[Point annotations for photos]
----

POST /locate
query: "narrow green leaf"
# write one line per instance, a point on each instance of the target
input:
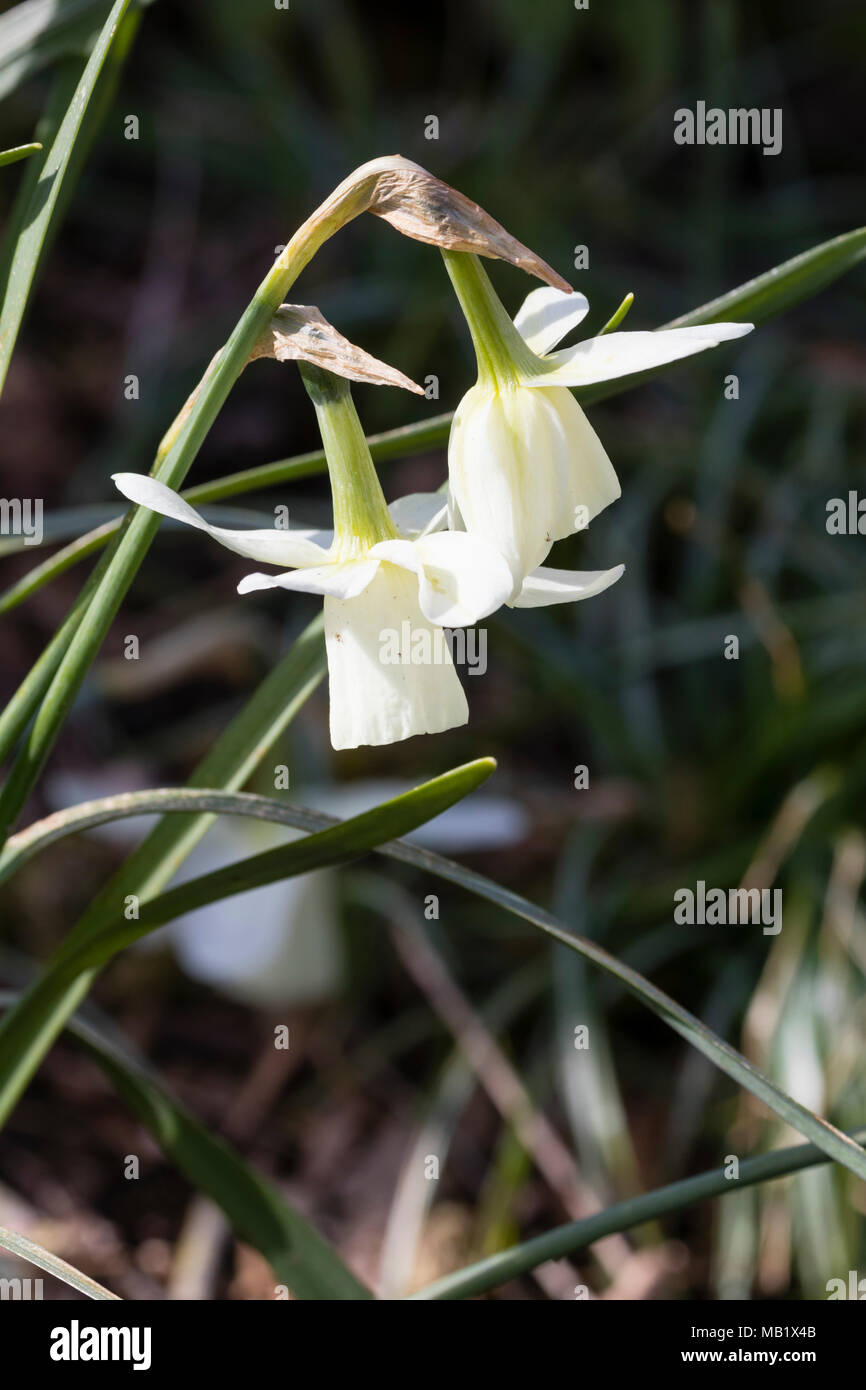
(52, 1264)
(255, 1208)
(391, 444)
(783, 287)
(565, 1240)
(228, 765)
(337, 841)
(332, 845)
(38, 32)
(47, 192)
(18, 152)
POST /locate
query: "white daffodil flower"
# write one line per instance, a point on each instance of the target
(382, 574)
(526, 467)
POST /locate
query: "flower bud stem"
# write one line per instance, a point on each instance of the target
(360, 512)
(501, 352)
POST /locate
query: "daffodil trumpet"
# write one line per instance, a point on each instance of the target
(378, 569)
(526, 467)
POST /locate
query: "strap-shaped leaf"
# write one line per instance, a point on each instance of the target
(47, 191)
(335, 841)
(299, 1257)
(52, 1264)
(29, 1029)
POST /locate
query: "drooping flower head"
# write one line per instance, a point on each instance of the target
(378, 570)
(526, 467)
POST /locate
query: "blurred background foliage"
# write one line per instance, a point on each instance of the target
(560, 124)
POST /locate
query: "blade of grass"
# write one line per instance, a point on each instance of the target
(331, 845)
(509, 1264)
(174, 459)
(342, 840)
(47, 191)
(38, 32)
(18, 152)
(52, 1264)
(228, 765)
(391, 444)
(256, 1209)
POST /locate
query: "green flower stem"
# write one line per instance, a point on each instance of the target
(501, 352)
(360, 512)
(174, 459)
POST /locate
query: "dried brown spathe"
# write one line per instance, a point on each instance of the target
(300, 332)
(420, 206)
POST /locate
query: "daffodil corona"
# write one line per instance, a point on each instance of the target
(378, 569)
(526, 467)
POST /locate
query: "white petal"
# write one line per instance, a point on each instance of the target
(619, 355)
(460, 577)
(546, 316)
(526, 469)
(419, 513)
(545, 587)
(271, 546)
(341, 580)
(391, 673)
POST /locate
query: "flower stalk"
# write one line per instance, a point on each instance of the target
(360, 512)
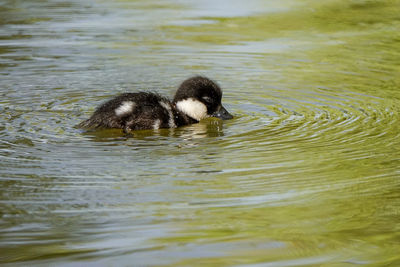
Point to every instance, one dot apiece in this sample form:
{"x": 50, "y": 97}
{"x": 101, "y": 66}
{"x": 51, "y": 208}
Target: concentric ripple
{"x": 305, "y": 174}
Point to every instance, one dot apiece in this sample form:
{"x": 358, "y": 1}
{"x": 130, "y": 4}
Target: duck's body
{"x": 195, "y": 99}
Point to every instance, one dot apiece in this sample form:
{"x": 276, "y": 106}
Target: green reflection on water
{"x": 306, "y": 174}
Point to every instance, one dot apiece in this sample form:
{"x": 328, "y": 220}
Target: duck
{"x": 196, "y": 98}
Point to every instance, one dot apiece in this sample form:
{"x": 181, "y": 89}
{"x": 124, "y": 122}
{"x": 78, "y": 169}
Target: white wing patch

----

Please write out all of the material above without changing a word, and omit any pictures.

POST /locate
query: "narrow green leaf"
# write one line per instance, a point on each instance of the target
input:
(52, 1264)
(255, 1208)
(391, 444)
(783, 287)
(565, 1240)
(228, 765)
(337, 841)
(332, 845)
(38, 32)
(47, 192)
(18, 152)
POST /locate
query: "white daffodil flower"
# write one line per instance, a point on each instance of the target
(382, 574)
(526, 467)
POST /locate
query: "flower bud stem"
# write one line per instance, a point on each instance of the target
(360, 512)
(501, 352)
POST /locate
query: "daffodil trumpet"
# write one line per instance, a point on each instance of the target
(378, 569)
(526, 467)
POST /locate
query: "strap-shaped leaf"
# write one line per instance, a point on each instance of the target
(47, 191)
(335, 841)
(299, 1257)
(52, 1264)
(29, 1029)
POST /locate
query: "drooping flower head"
# write one line per instance, a point on each instance of the target
(378, 570)
(526, 467)
POST /locate
query: "blurred background foliage"
# write one line per instance, a point on each instance of the target
(560, 124)
POST /locate
query: "blade of grass"
# write one line per instance, a point on each instance of the target
(331, 845)
(509, 1264)
(174, 459)
(342, 840)
(47, 191)
(38, 32)
(18, 152)
(52, 1264)
(228, 765)
(391, 444)
(256, 1209)
POST /locate
query: "green flower stem"
# write one line per instance, a point on each instance of the target
(501, 352)
(360, 512)
(174, 459)
POST /locate
query: "dried brown spathe"
# write one line per instance, a point on each instance of the target
(300, 332)
(420, 206)
POST /locate
query: "daffodil corona"
# write one line per instance, a point on each instance of the target
(378, 569)
(526, 467)
POST /locate
query: "white petal"
# write one line per instance, a point on each instance of the target
(619, 355)
(460, 577)
(546, 316)
(526, 469)
(419, 513)
(545, 587)
(271, 546)
(341, 580)
(391, 673)
POST /locate
query: "flower stalk"
# write one line per instance, a point on each instance of the target
(360, 512)
Point to every instance, one dot apiece in this sample form:
{"x": 50, "y": 97}
{"x": 101, "y": 66}
{"x": 51, "y": 208}
Target: concentric ripple
{"x": 305, "y": 174}
Point to every instance, one dot apiece in this sample form:
{"x": 358, "y": 1}
{"x": 130, "y": 4}
Target: duck's body
{"x": 195, "y": 99}
Point to every instance, one dot apiece in this sample form:
{"x": 276, "y": 106}
Target: green reflection on water
{"x": 306, "y": 174}
Point to every instance, one dot apiece in this sample form:
{"x": 328, "y": 220}
Target: duck
{"x": 196, "y": 98}
Point to every instance, one dot apiece in this sample form:
{"x": 181, "y": 89}
{"x": 124, "y": 122}
{"x": 78, "y": 169}
Target: white wing patch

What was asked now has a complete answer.